読解テキスト –
..........
第9回1978年 「庄内平野・山形県東田川郡余目町」

Photo & Text 丹野清志

1965年撮影 余目町

グラフ雑誌の取材

1977年世界初のAFカメラ「ジャスピンコニカことコニカC35AFが発売され、1985年にはAF一眼レフミノルタα7000が爆発的人気、70年代後半から80年代は全自動モードの新製品が次々に発売されて、写真熱が盛り上がった時代でした。いずれも休刊になっていますが、作品とともに撮影機材、技法解説から評論まで写真に関すること満載の写真雑誌「アサヒカメラ」「カメラ毎日」「日本カメラ」は写真愛好家必読の雑誌でした。一般雑誌では、写真を主体に構成された週刊グラフ雑誌「アサヒグラフ」「毎日グラフ」が発行されていました。グラフ誌は判型がB4判と大きく写真一点見開きページとなると大迫力、多くのカメラマンにとって魅力的な写真の発表の場でもありました。



1978年の冬、アサヒグラフ編集部から「庄内平野」に通ってみないかと言われました。田植から収穫期までコメの1年を撮影して、10月の号に掲載するとのこと。行先は山形県の北西部にひろがる庄内平野のほぼ中央に位置する、東田川郡余目町 (現在庄内町) 。1965年、この地で田んぼに女性たちが並んで田植えをしている風景を写したことがあったことと、日本有数の米作地帯である庄内平野はゆっくりと訪れたい場所でもあったので、即ひきうけました。発行元が新聞社ですから、ただ米どころの地を紹介するのではなく「取材テーマ」があります。テーマは「減反」でした。「減反」とは、正確には「水田利用再編計画」と言い、コメの生産量が増えてコメ余り状態になっているので生産量を減らす政策で、1971年から本格的に実施され、78年は大二次減反が始まった年でした。ちなみに「反」は尺貫法で土地の広さのこと。生産地では10アール単位のコメの収穫量を「反収」と言います。



山形県東田川郡余目町へ

コメの品種は全国的人気のコシヒカリをトップに、ひとめぼれ、あきたこまち、つや姫などから北海道のゆめぴりか、青森県の青天の霹靂(へきれき)といったご当地銘柄米の人気が盛り上がりを見せていますが、この時代コメと言えばコシヒカリとササニシキの2大銘柄米で、庄内平野のコメといえばササニシキでした。ところが1993年日本列島を襲った大冷害の影響を受けて、ササニシキは表舞台から姿を消すことになるのです。ササニシキは寒さに弱く、倒れやすいという弱点がありました。粘りのあるコシヒカリに対してさっぱりした味のササニシキファンは少なからずいて、現在生誕の地の宮城県などでわずかに作られています。寿司飯にはササニシキが合うとうことで、お寿司屋さんからの注文が多いのだそうです。今回の写真群は、ササニシキ全盛時に「庄内ササニシキ」を作る余目町へ5月から10 月の間毎月のように通って撮影したのコメの1年です。
..........
タスク用レコード –
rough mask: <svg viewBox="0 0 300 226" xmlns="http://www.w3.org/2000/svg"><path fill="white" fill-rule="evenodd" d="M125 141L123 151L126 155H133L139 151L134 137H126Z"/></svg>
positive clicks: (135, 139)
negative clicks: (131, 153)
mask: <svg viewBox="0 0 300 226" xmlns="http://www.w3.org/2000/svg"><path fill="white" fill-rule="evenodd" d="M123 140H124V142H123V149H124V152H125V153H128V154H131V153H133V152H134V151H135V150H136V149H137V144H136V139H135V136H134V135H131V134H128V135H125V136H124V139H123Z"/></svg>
..........
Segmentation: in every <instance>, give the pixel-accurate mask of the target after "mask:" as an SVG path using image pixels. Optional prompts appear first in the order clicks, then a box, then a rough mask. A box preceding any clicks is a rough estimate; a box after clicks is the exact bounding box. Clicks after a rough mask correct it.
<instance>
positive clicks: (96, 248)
..........
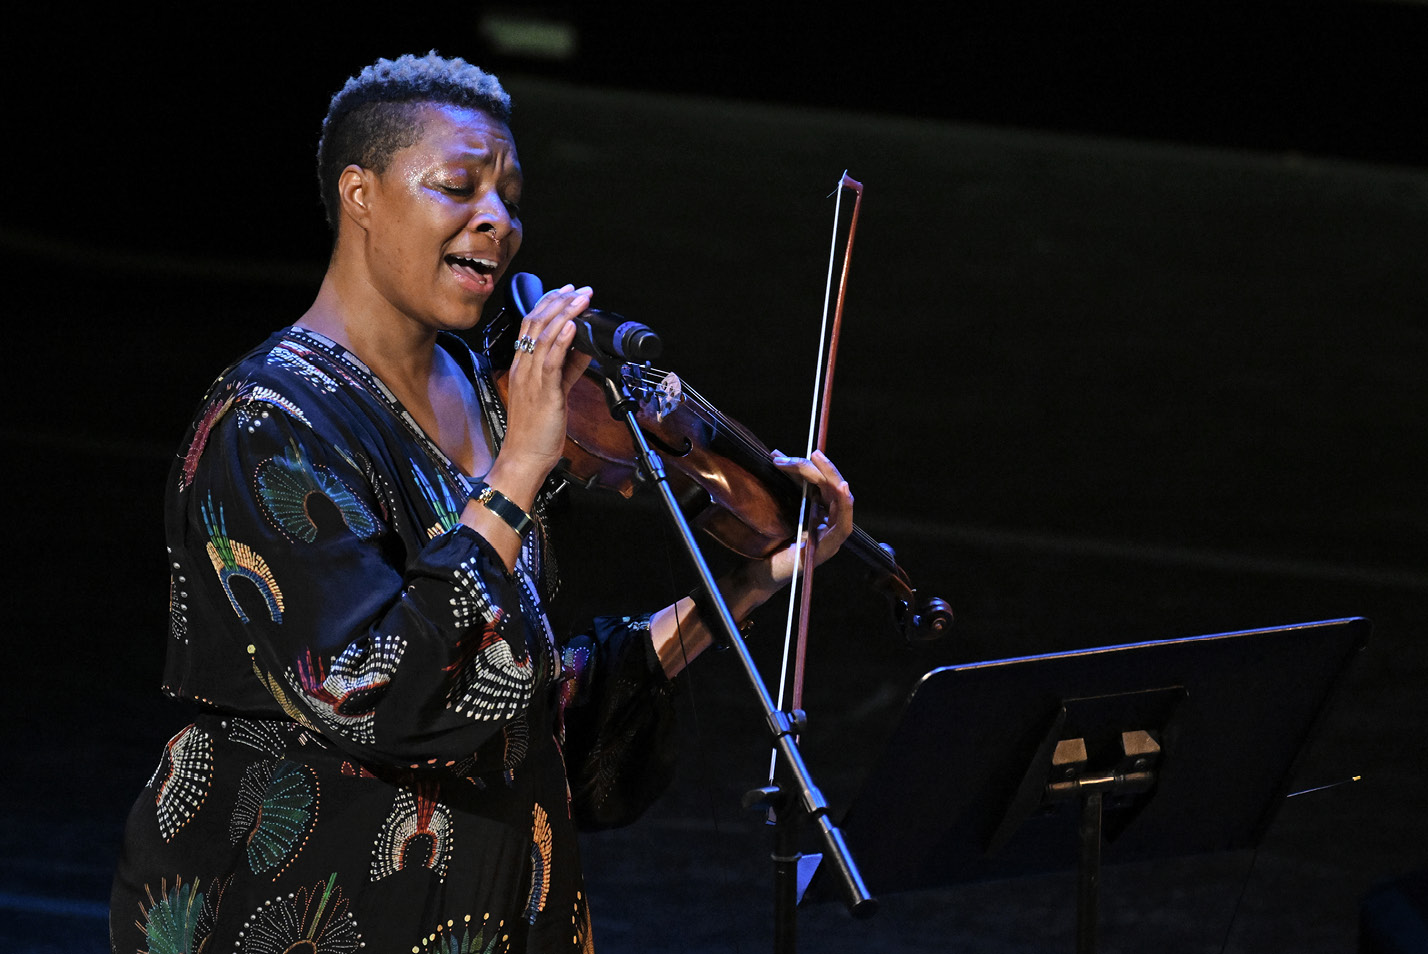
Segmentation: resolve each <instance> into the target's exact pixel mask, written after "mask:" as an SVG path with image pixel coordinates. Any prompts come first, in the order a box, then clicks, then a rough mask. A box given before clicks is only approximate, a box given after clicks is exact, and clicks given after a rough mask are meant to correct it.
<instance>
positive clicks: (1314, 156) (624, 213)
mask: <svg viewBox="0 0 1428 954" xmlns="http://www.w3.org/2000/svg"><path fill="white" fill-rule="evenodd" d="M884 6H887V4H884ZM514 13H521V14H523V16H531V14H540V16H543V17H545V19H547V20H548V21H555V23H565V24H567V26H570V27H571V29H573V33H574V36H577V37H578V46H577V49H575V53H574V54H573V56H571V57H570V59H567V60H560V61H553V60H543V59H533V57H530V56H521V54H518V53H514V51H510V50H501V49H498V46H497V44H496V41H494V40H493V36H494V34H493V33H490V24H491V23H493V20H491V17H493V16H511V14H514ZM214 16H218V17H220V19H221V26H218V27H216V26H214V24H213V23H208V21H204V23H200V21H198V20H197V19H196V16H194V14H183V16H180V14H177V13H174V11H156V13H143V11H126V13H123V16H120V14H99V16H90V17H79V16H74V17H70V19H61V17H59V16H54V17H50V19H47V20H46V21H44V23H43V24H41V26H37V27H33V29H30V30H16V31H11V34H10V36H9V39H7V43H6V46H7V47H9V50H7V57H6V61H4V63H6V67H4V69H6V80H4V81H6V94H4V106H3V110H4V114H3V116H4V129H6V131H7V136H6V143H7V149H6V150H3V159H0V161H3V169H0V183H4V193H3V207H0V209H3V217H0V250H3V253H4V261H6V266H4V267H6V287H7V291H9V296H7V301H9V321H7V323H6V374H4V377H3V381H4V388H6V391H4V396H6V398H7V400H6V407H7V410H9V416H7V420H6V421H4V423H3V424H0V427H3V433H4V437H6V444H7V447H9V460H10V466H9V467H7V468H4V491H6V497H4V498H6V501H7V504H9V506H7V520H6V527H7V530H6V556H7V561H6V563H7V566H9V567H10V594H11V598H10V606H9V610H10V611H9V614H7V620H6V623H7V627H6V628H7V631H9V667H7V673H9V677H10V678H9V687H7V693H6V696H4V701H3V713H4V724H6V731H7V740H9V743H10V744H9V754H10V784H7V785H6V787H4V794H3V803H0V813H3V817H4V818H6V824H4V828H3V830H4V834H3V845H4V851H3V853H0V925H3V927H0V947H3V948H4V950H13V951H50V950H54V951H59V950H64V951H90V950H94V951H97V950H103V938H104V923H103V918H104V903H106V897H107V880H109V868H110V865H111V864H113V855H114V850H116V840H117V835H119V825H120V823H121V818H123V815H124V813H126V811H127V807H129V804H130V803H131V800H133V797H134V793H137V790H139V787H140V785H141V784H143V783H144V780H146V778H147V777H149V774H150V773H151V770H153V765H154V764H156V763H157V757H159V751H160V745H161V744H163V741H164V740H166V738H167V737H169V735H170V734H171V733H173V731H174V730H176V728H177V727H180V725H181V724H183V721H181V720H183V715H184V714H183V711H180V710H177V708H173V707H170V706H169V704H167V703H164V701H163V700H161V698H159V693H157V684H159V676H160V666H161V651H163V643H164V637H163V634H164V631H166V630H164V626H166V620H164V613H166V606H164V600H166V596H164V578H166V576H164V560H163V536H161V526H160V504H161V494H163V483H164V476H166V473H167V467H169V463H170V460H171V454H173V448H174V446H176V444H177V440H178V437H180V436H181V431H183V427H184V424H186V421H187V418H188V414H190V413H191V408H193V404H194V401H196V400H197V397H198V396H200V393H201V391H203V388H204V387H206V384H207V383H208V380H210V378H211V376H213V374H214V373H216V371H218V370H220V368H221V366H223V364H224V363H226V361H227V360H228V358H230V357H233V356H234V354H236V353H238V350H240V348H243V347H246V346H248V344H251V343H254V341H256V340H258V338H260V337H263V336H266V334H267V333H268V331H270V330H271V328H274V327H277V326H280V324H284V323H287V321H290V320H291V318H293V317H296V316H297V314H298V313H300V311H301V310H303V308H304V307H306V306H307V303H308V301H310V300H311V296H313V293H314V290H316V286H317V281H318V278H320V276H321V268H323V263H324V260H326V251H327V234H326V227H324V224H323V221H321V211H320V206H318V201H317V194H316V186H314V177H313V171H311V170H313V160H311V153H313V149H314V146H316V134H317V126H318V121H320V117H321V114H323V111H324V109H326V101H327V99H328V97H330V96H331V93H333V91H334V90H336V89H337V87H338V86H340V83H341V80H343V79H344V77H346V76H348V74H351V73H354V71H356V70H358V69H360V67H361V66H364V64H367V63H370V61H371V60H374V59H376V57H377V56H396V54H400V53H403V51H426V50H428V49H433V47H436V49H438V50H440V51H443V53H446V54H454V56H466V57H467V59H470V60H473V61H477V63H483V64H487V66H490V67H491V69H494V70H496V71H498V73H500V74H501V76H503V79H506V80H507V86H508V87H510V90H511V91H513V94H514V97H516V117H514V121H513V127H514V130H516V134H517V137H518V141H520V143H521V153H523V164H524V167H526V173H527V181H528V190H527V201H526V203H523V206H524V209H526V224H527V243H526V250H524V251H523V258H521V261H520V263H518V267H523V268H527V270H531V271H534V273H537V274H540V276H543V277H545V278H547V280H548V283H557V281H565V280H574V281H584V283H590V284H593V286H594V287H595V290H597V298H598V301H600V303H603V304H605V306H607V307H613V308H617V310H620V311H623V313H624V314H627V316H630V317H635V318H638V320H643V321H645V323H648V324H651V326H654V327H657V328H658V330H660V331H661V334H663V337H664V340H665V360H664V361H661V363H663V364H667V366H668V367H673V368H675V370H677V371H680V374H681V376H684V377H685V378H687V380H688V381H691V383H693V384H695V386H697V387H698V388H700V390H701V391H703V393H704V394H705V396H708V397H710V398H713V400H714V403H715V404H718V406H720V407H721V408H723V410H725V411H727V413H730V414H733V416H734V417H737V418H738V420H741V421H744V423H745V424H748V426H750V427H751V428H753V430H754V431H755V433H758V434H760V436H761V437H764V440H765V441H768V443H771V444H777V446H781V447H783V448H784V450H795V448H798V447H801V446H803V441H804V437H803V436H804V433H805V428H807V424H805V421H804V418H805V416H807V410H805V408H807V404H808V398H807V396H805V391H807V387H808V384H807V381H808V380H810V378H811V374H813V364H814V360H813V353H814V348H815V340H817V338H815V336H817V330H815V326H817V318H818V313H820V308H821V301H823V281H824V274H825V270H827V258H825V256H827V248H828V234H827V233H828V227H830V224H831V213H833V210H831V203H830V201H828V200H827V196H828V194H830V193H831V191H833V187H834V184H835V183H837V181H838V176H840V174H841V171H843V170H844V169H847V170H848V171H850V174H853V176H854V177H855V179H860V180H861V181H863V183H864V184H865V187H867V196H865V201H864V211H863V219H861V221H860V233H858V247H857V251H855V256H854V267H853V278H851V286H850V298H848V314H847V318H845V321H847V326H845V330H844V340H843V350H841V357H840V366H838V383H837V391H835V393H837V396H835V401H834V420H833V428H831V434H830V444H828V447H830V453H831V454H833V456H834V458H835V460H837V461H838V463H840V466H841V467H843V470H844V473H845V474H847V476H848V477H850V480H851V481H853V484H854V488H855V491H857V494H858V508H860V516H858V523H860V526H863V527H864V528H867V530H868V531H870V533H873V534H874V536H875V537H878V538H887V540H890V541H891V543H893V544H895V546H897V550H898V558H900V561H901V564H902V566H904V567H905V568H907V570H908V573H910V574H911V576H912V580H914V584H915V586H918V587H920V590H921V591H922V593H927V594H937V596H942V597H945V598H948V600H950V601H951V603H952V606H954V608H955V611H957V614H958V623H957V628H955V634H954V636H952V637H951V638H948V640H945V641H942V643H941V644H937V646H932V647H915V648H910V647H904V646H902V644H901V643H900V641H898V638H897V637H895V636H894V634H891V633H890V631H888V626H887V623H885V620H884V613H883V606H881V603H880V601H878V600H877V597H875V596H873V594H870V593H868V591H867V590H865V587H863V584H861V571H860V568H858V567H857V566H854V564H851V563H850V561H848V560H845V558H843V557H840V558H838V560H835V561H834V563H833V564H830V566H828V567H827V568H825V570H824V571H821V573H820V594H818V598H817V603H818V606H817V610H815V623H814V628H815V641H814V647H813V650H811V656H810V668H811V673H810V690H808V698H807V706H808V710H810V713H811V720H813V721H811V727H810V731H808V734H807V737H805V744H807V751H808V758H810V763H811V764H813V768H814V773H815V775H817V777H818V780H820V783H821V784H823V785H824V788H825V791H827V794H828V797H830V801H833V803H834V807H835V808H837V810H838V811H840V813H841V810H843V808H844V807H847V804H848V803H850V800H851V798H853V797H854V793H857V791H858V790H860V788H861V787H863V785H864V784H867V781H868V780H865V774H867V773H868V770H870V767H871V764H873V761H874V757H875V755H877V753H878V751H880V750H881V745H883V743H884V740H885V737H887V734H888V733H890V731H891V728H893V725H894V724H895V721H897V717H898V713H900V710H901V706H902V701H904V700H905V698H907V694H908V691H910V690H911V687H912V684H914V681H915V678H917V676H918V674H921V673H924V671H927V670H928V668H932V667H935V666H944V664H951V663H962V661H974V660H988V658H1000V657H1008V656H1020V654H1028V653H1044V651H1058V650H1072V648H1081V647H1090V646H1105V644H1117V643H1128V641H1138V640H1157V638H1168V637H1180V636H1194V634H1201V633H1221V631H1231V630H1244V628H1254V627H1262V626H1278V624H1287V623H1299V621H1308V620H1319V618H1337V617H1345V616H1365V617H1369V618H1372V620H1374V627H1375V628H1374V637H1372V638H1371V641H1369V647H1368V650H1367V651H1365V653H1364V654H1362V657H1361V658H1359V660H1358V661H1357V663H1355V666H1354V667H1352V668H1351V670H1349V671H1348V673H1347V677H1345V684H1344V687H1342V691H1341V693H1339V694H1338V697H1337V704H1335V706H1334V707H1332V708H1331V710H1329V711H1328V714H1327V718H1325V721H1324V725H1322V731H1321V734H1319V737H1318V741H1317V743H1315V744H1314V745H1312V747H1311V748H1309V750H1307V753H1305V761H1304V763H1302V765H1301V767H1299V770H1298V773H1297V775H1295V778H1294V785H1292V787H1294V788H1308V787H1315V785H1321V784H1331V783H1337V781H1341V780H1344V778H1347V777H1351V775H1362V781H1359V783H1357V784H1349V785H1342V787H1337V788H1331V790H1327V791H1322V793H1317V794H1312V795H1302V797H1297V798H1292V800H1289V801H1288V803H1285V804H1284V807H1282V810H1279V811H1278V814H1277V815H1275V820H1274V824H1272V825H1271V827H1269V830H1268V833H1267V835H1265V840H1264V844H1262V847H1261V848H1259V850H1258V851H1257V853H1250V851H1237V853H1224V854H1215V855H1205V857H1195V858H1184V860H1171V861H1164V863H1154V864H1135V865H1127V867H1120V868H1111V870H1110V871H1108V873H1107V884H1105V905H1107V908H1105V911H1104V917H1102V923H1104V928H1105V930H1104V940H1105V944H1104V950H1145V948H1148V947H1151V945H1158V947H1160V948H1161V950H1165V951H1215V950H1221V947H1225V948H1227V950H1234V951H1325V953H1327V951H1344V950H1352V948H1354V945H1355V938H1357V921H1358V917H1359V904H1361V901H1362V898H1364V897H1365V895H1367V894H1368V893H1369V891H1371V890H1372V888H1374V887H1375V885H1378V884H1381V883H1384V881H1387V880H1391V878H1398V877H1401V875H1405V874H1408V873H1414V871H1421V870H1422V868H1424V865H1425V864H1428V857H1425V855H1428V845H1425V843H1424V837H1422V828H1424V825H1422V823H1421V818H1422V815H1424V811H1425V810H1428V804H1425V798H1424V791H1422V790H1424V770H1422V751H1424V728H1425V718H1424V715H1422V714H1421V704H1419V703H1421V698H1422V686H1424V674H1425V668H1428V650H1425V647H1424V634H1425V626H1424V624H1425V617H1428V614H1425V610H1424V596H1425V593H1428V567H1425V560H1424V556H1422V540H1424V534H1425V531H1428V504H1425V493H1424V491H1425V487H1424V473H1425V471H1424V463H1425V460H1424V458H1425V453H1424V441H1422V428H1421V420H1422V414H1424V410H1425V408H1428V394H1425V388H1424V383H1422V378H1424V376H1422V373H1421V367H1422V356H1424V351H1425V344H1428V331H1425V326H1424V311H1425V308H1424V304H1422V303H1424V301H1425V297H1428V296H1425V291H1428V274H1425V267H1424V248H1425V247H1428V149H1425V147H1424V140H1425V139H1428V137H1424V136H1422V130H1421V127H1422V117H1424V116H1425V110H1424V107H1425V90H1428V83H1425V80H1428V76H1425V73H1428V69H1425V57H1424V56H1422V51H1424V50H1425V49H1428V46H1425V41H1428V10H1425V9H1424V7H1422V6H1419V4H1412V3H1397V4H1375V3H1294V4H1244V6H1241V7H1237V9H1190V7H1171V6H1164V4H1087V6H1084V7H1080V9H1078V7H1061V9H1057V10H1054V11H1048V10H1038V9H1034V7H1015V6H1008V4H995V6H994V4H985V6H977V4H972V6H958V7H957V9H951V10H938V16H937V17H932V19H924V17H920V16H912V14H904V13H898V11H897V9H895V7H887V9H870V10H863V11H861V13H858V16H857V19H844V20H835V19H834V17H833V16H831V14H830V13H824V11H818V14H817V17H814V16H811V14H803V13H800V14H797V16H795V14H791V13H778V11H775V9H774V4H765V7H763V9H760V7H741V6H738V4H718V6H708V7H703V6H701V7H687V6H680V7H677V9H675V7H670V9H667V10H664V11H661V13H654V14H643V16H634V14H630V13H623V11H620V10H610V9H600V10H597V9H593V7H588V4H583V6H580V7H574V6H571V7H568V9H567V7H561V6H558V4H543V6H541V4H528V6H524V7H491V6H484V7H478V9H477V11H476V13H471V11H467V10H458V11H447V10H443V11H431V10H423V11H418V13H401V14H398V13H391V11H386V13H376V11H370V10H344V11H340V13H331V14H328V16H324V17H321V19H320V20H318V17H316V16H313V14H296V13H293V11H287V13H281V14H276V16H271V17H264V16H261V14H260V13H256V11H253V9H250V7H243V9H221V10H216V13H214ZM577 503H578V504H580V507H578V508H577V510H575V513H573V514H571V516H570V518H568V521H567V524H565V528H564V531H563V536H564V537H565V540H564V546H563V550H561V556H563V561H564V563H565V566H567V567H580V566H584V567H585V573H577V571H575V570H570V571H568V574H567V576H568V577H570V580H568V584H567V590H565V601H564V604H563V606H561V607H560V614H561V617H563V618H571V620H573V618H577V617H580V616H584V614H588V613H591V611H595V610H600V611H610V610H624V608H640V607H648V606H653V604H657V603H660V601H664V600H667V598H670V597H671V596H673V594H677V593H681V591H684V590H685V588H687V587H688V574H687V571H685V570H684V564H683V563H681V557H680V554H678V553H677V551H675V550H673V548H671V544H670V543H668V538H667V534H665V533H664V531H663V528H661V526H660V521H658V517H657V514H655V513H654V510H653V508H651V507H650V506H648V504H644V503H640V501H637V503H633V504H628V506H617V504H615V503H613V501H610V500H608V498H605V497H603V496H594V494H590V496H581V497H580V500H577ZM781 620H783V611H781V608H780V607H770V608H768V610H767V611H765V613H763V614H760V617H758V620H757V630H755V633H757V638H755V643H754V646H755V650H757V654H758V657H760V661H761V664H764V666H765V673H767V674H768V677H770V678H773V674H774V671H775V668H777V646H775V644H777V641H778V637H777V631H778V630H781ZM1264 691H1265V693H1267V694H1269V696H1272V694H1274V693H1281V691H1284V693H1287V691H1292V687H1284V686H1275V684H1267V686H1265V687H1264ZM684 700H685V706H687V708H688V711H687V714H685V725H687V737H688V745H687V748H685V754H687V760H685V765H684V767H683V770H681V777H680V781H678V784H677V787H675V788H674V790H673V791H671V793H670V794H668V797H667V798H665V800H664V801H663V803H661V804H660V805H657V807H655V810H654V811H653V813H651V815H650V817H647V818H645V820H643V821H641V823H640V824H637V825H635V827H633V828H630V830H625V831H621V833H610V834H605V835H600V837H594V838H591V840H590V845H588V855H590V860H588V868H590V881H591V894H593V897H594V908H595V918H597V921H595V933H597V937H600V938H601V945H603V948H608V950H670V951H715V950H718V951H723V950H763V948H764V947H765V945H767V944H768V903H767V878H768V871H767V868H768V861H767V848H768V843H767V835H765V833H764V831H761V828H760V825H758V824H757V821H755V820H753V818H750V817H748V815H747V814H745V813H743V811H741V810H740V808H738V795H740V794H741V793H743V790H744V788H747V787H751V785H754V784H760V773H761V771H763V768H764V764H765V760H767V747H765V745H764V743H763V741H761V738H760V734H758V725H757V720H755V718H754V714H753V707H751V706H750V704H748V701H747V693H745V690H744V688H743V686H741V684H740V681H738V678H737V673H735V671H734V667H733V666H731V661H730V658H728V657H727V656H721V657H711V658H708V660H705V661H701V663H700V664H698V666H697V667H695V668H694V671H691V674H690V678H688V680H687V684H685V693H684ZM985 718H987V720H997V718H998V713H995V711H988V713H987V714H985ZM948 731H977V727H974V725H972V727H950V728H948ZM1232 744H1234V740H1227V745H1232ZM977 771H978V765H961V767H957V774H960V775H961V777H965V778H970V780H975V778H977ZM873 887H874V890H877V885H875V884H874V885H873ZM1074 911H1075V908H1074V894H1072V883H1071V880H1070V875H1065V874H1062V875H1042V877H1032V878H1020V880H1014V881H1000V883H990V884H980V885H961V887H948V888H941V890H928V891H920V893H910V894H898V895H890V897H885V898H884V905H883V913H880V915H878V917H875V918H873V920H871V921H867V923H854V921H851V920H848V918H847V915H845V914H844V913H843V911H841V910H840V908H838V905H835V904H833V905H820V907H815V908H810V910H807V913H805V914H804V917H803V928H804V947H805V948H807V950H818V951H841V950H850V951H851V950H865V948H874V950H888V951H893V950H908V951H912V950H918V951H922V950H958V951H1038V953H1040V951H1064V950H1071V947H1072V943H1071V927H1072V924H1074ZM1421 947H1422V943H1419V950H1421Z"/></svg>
..........
実施タスク –
1 - 読解テキストの内容を2文で要約せよ。
2 - レコードのうち、「Segmentation: in every」を含む行で始まり「positive clicks: (96, 248)」を含む行で終わる部分を、列名「番号」と「行」のMarkdown表として表せ。空行は除外すること。

タスク別出力 –
1 - 1978年の冬、アサヒグラフ編集部から田植から収穫期までのコメの1年を撮影する依頼を受け、山形県東田川郡余目町へ通うことになり、その取材テーマはコメの生産量を減らす政策である「減反」だった。当時、庄内平野のコメといえばササニシキであり、写真群はササニシキ全盛時に余目町へ5月から10月の間ほぼ毎月通って撮影したものである。

2 -
| 番号 | 行 |
|---|---|
| 1 | Segmentation: in every <instance>, give the pixel-accurate mask of the target after "mask:" as an SVG path using image pixels. Optional prompts appear first in the order clicks, then a box, then a rough mask. A box preceding any clicks is a rough estimate; a box after clicks is the exact bounding box. Clicks after a rough mask correct it. |
| 2 | <instance> |
| 3 | positive clicks: (96, 248) |